Records from a data collection

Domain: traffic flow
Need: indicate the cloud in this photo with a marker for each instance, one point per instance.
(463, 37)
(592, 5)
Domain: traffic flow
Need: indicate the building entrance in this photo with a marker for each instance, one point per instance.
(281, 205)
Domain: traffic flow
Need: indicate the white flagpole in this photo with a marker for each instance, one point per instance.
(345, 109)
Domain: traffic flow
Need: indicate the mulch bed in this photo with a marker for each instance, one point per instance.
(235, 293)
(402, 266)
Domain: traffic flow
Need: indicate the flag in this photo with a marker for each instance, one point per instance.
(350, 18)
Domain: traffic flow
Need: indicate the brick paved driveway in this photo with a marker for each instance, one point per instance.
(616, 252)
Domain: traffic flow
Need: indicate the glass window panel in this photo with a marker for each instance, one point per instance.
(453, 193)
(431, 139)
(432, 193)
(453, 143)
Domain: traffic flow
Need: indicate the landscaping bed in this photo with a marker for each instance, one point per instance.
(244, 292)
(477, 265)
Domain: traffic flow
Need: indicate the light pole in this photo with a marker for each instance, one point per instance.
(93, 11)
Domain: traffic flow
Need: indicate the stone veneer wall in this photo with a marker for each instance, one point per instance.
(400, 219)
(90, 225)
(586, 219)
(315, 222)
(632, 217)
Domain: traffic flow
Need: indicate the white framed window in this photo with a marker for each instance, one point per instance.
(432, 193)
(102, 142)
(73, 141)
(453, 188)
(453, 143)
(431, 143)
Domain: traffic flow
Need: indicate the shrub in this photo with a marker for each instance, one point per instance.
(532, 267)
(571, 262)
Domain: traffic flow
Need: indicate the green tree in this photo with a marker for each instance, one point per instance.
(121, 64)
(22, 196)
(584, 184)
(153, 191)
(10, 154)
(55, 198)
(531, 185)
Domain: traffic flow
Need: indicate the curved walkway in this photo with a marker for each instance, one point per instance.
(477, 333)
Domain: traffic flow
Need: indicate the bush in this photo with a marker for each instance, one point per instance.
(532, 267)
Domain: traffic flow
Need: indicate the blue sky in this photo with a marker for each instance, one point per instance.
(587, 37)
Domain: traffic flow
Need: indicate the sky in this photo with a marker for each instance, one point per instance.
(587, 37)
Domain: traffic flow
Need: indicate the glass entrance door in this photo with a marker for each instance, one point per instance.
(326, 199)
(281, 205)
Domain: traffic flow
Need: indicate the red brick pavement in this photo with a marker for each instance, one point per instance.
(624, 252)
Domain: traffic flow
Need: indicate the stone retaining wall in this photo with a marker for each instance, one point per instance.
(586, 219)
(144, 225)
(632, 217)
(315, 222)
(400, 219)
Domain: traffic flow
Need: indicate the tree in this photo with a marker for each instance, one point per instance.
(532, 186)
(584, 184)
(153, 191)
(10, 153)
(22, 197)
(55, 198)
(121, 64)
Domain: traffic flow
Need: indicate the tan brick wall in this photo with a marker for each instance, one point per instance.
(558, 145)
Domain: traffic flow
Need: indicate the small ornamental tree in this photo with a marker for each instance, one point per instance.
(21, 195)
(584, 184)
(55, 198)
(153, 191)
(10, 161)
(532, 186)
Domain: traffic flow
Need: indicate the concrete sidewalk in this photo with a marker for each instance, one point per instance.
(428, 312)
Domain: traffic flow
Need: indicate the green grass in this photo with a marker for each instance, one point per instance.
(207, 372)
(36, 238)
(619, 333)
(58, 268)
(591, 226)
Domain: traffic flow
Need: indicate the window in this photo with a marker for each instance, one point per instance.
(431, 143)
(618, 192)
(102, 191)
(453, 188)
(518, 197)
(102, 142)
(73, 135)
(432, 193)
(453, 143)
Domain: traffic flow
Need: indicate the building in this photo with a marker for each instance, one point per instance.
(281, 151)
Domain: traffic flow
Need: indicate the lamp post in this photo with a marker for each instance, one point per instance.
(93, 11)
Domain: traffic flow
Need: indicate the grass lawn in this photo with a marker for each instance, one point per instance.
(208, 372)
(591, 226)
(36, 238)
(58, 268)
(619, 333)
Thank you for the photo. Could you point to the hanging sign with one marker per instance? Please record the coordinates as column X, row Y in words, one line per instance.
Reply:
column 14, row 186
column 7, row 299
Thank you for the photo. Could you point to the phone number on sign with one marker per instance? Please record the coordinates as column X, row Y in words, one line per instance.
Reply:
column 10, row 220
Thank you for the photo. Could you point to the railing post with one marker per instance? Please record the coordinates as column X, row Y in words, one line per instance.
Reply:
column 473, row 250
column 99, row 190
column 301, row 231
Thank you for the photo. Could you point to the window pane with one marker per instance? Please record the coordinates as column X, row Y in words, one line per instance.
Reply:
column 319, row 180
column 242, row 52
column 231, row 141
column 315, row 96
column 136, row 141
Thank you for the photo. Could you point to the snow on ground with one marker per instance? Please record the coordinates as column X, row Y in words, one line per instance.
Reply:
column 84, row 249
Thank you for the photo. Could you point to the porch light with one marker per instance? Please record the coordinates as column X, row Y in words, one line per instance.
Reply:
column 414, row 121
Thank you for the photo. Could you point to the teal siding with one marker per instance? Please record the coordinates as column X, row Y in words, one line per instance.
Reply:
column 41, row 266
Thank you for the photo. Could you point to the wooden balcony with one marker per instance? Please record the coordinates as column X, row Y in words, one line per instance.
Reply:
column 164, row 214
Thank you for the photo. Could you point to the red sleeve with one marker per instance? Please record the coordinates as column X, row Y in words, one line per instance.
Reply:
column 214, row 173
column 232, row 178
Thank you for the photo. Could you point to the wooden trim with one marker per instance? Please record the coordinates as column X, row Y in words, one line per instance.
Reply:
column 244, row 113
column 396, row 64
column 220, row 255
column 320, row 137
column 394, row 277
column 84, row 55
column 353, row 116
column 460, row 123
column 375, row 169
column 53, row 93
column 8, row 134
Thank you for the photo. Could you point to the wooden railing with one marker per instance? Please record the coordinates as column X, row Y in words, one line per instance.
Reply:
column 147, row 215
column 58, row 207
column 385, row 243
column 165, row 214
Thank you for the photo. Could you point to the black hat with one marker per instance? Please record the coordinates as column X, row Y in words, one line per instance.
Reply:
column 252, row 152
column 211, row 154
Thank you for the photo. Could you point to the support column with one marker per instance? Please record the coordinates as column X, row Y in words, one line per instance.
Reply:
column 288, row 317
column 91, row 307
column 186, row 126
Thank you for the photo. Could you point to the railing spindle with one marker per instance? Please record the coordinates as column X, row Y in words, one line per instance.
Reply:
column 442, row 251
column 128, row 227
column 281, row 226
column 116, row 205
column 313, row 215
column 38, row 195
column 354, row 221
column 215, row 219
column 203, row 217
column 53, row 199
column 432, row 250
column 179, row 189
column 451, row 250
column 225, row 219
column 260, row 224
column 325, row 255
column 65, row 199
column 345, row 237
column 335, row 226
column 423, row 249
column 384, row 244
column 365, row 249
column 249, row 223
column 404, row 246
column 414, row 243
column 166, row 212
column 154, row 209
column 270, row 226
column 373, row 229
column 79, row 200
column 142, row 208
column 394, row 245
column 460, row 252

**Exercise instructions:**
The reply should contain all of the entries exactly as shown above.

**Task result:**
Domain: traffic flow
Need: indicate the cloud in this photo with a marker for each instance, one point per instance.
(463, 37)
(592, 5)
Domain: traffic flow
Need: indicate the building entrance in this photo with a marker for each instance, one point per instance.
(281, 205)
Domain: traffic flow
Need: indicate the white flagpole in this photo with a marker for each instance, one point per instance.
(345, 109)
Domain: traffic flow
Need: indicate the mulch bed in this photo with a marker for each instance, one point per instance.
(235, 293)
(402, 266)
Domain: traffic flow
Need: indicate the flag in this photo with a marker for each instance, one point per instance.
(350, 18)
Domain: traffic flow
Need: indicate the brick paved driveway in this photo with a marker for each instance, one point per instance.
(616, 252)
Domain: traffic flow
Need: indicate the glass window panel in this photo with a marker for each instance, one point per instance.
(453, 193)
(431, 139)
(432, 193)
(453, 143)
Domain: traffic flow
Need: indicate the landscaping bed in this photo with a marker for each instance, one point per instance.
(244, 292)
(477, 265)
Domain: traffic flow
Need: indicate the light pole in this photo with a marker for each instance, one point per instance.
(93, 11)
Domain: traffic flow
Need: indicate the stone veneer wall in this photo with a marker for each instance, one point per instance.
(400, 219)
(90, 225)
(586, 219)
(315, 222)
(632, 217)
Domain: traffic flow
Need: indicate the white framed window in this photo with a marker for each instance, one point per instance.
(432, 193)
(102, 142)
(73, 141)
(453, 188)
(453, 143)
(431, 143)
Domain: traffic flow
Need: indicate the shrub in this photo with a marker for each instance, one point per instance.
(532, 267)
(571, 262)
Domain: traffic flow
Need: indicate the green tree in this photo with a marker for each instance, one point per instance.
(121, 64)
(22, 196)
(584, 184)
(153, 191)
(10, 154)
(55, 198)
(531, 185)
Domain: traffic flow
Need: indicate the curved walkway in this photo with a marker for each instance, one point per instance.
(477, 333)
Domain: traffic flow
Need: indicate the bush in this photo with a marker for each instance, one point per instance.
(532, 267)
Domain: traffic flow
Need: indicate the blue sky in this photo with a marker for each instance, one point per instance.
(587, 37)
Domain: traffic flow
Need: indicate the sky in this photo with a marker for each instance, one point per instance.
(587, 37)
Domain: traffic flow
Need: indicate the glass entrance door in this photo with a marker for each instance, one point per instance.
(326, 199)
(281, 205)
Domain: traffic flow
Need: indicate the red brick pavement in this photo with a marker for each instance, one point per instance.
(624, 252)
Domain: traffic flow
Need: indicate the stone retaining wall in this photo with a marker for each instance, one point per instance.
(586, 219)
(144, 225)
(632, 217)
(315, 222)
(400, 219)
Domain: traffic flow
Need: indicate the tree in this photo with a marker for each instance, one point per instance.
(532, 186)
(584, 184)
(153, 191)
(10, 153)
(22, 197)
(55, 198)
(121, 64)
Domain: traffic flow
Need: indicate the tan brick wall in this photo with a marker for each instance, one point per instance.
(558, 145)
Domain: traffic flow
Need: indicate the small ornamental tree in this photo with a marker for each instance, one point per instance.
(21, 195)
(584, 184)
(55, 198)
(153, 191)
(10, 161)
(532, 186)
Domain: traffic flow
Need: indicate the concrete sidewalk in this photo with a marker for each instance, one point per instance.
(428, 312)
Domain: traffic flow
Need: indicate the green grass in this photo with a marker for each instance, one point per instance.
(207, 372)
(36, 238)
(619, 333)
(58, 268)
(591, 226)
Domain: traffic flow
Need: indicate the window in this photo with a marker for each instance, one point per instance.
(431, 143)
(618, 192)
(102, 191)
(453, 188)
(518, 197)
(102, 142)
(73, 135)
(432, 193)
(453, 143)
Domain: traffic flow
Need: indicate the building in this photo with a marker for each instance, one point per instance.
(281, 151)
Domain: traffic flow
Need: indicate the lamp post in this photo with a marker for each instance, one point per instance.
(93, 11)
Domain: traffic flow
Need: indicate the grass lawn in this photo with a marker for each instance, one point per instance.
(208, 372)
(591, 226)
(36, 238)
(58, 268)
(619, 333)
Thank you for the photo. Could you point to the hanging sign with one marker per instance? Please record the coordinates as column X, row Y in words, one line per instance.
Reply:
column 14, row 186
column 7, row 299
Thank you for the photo. Could you point to the phone number on sign with one marker per instance? Please record the coordinates as column X, row Y in words, one line per instance.
Reply:
column 10, row 220
Thank you for the photo. Could you point to the railing post with one marker per instance? Please record the coordinates as column X, row Y in words, one line per instance.
Reply:
column 473, row 250
column 99, row 190
column 301, row 231
Thank you for the photo. Could you point to the window pane with one marker per instance? Please record the coordinates as column X, row Y in words, one line per instance.
Reply:
column 319, row 180
column 242, row 52
column 231, row 141
column 315, row 96
column 136, row 141
Thank you for the photo. Could you point to the snow on ground with one marker per instance? Please record the coordinates as column X, row Y in words, one line per instance.
Reply:
column 84, row 249
Thank you for the photo. Could you point to the porch light with one marker per instance? Please record the coordinates as column X, row Y in words, one line per instance.
Reply:
column 414, row 121
Thank you for the photo. Could you point to the teal siding with one marker per instance? Please record the coordinates as column X, row Y in words, one line per instance.
Reply:
column 41, row 266
Thank you for the photo. Could you point to the wooden balcony with one marker per instance? Please record the coordinates as column X, row Y in words, one line per instance.
Reply:
column 164, row 214
Thank you for the photo. Could you point to the red sleeve with one marker per instance? Please record the coordinates as column X, row Y in words, one line per instance.
Reply:
column 214, row 173
column 232, row 178
Thank you for the photo. Could you point to the wooden trim with one marker per instance? Please record the coordinates as column X, row Y in words, one line per instance.
Reply:
column 244, row 113
column 396, row 64
column 220, row 255
column 320, row 137
column 394, row 277
column 84, row 55
column 353, row 116
column 460, row 123
column 375, row 169
column 53, row 93
column 8, row 134
Thank you for the photo. Could you point to the wooden railing with one marker per instance? Please record the coordinates as column X, row Y in words, one line per instance.
Reply:
column 147, row 215
column 58, row 207
column 385, row 243
column 165, row 214
Thank you for the photo. Could you point to the black hat with one marker per instance? Please record the coordinates as column X, row Y in words, one line per instance.
Reply:
column 252, row 152
column 211, row 154
Thank you for the photo. Could you point to the support column with one marker per instance? Please record the coordinates as column X, row Y in words, one line per instance.
Reply:
column 288, row 317
column 91, row 307
column 186, row 126
Thank you for the photo. Could you point to the railing spindle with one marker per instance? Please record the coordinates as column X, row Y in words, one line per instance.
Reply:
column 442, row 251
column 128, row 227
column 281, row 226
column 116, row 205
column 313, row 215
column 38, row 195
column 354, row 221
column 215, row 219
column 203, row 217
column 53, row 199
column 432, row 250
column 179, row 189
column 451, row 250
column 225, row 219
column 260, row 224
column 325, row 255
column 65, row 199
column 345, row 237
column 335, row 226
column 423, row 249
column 384, row 244
column 365, row 249
column 249, row 223
column 404, row 246
column 414, row 243
column 166, row 212
column 154, row 209
column 270, row 226
column 373, row 229
column 79, row 200
column 142, row 208
column 394, row 245
column 460, row 252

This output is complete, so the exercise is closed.